Could you repeat all of the entries below, character for character?
:: Stored data ::
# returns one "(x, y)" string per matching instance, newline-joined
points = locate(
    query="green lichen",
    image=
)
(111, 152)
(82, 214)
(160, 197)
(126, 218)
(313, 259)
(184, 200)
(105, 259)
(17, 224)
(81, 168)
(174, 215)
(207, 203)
:::
■ **Result of this task**
# returns one "(x, y)" string per matching instance, newline-joined
points = locate(
    query="green lichen",
    image=
)
(111, 152)
(82, 214)
(160, 197)
(126, 218)
(313, 259)
(184, 200)
(105, 259)
(17, 224)
(81, 168)
(174, 215)
(207, 203)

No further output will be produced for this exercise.